* [RECORDS PROVIDED]
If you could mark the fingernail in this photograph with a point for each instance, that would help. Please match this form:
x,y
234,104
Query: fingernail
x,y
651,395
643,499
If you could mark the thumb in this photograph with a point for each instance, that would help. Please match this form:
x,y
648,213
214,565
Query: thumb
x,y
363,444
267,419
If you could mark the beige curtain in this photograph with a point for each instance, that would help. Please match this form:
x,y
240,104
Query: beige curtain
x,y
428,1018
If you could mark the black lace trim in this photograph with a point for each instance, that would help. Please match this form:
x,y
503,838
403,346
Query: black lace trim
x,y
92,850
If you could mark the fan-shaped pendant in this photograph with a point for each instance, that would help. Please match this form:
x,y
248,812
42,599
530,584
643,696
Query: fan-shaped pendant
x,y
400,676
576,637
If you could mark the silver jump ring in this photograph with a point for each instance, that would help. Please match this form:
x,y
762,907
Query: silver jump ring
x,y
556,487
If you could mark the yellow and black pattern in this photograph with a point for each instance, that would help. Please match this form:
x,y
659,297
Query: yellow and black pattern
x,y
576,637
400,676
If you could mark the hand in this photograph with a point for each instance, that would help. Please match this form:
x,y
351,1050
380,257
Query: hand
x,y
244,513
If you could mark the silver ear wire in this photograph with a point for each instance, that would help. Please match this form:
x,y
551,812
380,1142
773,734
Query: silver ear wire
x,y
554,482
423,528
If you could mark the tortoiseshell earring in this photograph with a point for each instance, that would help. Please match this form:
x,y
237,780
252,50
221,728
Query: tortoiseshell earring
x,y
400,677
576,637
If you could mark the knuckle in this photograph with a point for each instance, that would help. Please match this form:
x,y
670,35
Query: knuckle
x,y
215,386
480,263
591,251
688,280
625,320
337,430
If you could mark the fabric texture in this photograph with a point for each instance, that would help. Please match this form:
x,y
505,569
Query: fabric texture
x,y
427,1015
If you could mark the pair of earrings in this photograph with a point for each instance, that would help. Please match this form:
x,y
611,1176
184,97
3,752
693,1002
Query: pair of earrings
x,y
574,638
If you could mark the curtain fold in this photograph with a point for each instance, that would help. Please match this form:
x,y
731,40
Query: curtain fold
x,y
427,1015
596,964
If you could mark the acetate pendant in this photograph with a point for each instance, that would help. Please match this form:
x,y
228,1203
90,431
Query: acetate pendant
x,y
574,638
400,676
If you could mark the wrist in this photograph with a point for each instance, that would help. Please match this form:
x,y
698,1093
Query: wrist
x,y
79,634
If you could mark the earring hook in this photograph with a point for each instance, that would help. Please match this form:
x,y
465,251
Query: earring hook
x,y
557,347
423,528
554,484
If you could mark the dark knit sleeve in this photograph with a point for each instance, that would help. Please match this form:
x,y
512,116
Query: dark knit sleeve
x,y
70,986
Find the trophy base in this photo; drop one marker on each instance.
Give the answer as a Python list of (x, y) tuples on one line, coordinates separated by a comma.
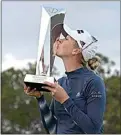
[(37, 81)]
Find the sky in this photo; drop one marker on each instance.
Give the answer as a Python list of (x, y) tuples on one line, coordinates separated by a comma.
[(21, 26)]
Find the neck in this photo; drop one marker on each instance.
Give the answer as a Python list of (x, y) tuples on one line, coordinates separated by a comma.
[(71, 64)]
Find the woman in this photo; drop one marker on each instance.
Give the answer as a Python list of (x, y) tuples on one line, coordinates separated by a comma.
[(79, 98)]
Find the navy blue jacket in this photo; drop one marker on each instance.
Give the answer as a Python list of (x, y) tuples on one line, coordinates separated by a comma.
[(83, 112)]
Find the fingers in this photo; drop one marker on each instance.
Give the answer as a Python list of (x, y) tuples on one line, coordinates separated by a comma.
[(50, 84)]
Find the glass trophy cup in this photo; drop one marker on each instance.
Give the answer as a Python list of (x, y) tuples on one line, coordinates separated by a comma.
[(50, 28)]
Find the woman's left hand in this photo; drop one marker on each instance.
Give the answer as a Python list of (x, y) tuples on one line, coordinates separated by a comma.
[(57, 91)]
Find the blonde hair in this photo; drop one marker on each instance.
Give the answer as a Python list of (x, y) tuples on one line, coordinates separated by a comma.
[(94, 63)]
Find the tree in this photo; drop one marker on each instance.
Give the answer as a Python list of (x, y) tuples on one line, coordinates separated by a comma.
[(20, 113)]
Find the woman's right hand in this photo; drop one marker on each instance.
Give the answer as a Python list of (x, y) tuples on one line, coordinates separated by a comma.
[(32, 92)]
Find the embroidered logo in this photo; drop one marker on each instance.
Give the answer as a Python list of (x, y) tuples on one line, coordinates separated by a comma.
[(96, 94)]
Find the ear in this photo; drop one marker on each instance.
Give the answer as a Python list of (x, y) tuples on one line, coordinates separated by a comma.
[(76, 51)]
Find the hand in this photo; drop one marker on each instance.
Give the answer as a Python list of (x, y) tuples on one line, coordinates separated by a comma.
[(57, 91), (32, 92)]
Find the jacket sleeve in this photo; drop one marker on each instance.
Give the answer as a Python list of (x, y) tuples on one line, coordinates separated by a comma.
[(47, 116), (90, 122)]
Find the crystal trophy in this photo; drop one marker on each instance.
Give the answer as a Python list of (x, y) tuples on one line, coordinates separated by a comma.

* [DO THIS] Copy the data word for word, starting at the line that contains "Find the jacket" and ending with the last line of the data.

* [FULL ANSWER]
Find the jacket sleeve in this photo; drop one marker on each instance.
Give the answer as a Python list of (x, y) tuples on one line, coordinates separated by a comma.
[(47, 116), (90, 122)]
Find the crystal trophy in this photo; drop one marker on each instance.
Give the answer as a Python list of (x, y) tuples on one line, coordinates separated by a comma.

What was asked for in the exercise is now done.